(Document source)
⟨
Le Conseil de l’Union européenne (UE) a adopté le 27 mai l’enveloppe de 150 milliards d’euros prévu pour la mise en œuvre du mécanisme « SAFE » dédié au financement de marchés publics conjoints dans les domaines de la sécurité et de la défense. Les grandes lignes des critères d’octroi des fonds ont été dévoilés à cette occasion. Le mécanisme est en vigueur depuis le 29 mai. Revue de détail.
Nous le disions dans un précédent article : les marchés d’armements et d’équipements de défense devraient connaître une franche expansion en Europe ces prochains mois, portés par l’augmentation des budgets des États membres de l’UE mais aussi par les nouveaux financements européens du plan ReArm Europe lancé début mars dernier par la Commission européenne.
Parmi les nouveaux instruments de financement européens mis en place le 29 mai dans ce nouveau cadre, figure le mécanisme « SAFE » (pour Security Action for Europe), un mécanisme inédit dont l’enveloppe de 150 Md EUR vient d’être adoptée par le Conseil européen. Son objectif : aider les États membres de l’UE et ses partenaires à « investir dans la production industrielle de défense par le biais d’achats communs, en mettant l’accent sur les capacités prioritaires ».
⟩
(Consigne A)
Répondez aux questions suivantes à partir de l'article sur le mécanisme SAFE :
(i) À quelle date le Conseil de l'Union européenne a-t-il adopté l'enveloppe de 150 milliards d'euros ?
(ii) Quelle institution a lancé le plan ReArm Europe, et quand ?
(iii) Que signifie le sigle « SAFE » ?
(Consigne B) Recopiez le passage de l'article sur le mécanisme SAFE compris entre « Le Conseil de » et « la Commission européenne. », bornes incluses.
(Consigne C) Relevez, sous la forme où elles figurent dans l'article sur le mécanisme SAFE, toutes les institutions de l'Union européenne qui y sont nommées.

(Données enregistrées)
⟨
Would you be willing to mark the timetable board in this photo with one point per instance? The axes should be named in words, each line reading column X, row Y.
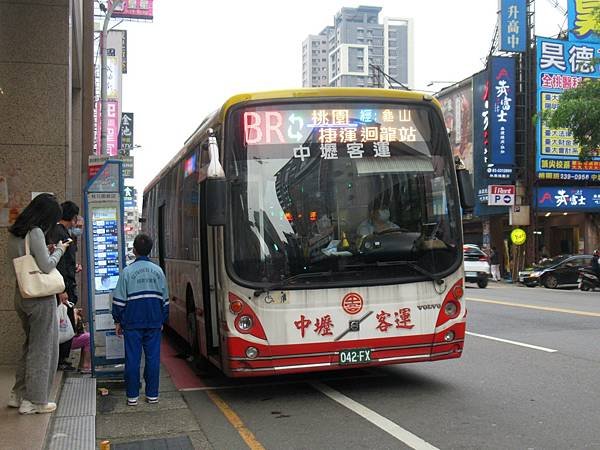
⟩
(Réponse attendue A)
(i) Le 27 mai.
(ii) La Commission européenne, début mars dernier.
(iii) Security Action for Europe.

(Réponse attendue B)
Le Conseil de l’Union européenne (UE) a adopté le 27 mai l’enveloppe de 150 milliards d’euros prévu pour la mise en œuvre du mécanisme « SAFE » dédié au financement de marchés publics conjoints dans les domaines de la sécurité et de la défense. Les grandes lignes des critères d’octroi des fonds ont été dévoilés à cette occasion. Le mécanisme est en vigueur depuis le 29 mai. Revue de détail.
Nous le disions dans un précédent article : les marchés d’armements et d’équipements de défense devraient connaître une franche expansion en Europe ces prochains mois, portés par l’augmentation des budgets des États membres de l’UE mais aussi par les nouveaux financements européens du plan ReArm Europe lancé début mars dernier par la Commission européenne.

(Réponse attendue C) Conseil de l'Union européenne ; Commission européenne ; Conseil européen